■ **Page excerpt**
>>>>>
How humanity successfully averted an environmental catastrophe

This month saw the release of the latest Scientific Assessment of Ozone Depletion, a United Nations sponsored report to inform the world’s governments about their efforts to protect the ozone layer, through the 1987 Montreal Protocol. In this blog, JBA climate scientist and a lead author of the report, Dr Paul Young tells us why the world should celebrate the success of the Montreal Protocol and what it could tell us about dealing with climate change.

The ozone layer sits high up in the stratosphere, the region of the atmosphere about 15 to 50 km above our heads. While ozone is present throughout the atmosphere, 90% of it resides in this layer where it absorbs high energy ultraviolet (UV) radiation in sunlight, shielding all life on earth from its harmful effects.
<<<<<
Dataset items
>>>>>
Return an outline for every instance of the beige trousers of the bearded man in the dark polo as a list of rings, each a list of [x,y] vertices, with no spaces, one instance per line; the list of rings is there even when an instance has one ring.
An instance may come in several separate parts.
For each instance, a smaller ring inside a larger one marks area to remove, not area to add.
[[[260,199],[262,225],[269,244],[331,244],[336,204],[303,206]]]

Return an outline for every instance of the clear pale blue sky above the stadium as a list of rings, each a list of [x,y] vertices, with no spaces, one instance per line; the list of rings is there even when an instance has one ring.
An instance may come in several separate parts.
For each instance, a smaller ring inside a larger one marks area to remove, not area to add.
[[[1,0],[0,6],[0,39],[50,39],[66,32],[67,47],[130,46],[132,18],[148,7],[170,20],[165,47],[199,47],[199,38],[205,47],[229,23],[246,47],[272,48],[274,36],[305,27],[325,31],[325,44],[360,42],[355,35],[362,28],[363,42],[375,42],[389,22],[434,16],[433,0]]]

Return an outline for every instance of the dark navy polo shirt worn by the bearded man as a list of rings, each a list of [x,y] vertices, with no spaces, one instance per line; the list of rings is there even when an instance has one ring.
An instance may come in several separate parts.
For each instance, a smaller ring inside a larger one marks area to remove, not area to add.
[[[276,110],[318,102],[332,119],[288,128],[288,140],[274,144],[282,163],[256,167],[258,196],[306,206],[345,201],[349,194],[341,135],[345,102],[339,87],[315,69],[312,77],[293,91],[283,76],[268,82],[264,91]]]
<<<<<
■ **Task statement**
Answer these about the ozone excerpt:
1. In what year was the Montreal Protocol agreed?
2. Who is the JBA climate scientist who was a lead author of the report?
3. What share of the atmosphere's ozone sits in the ozone layer?
You won't need the rows at all.

■ **Response area**
1. 1987
2. Dr Paul Young
3. 90%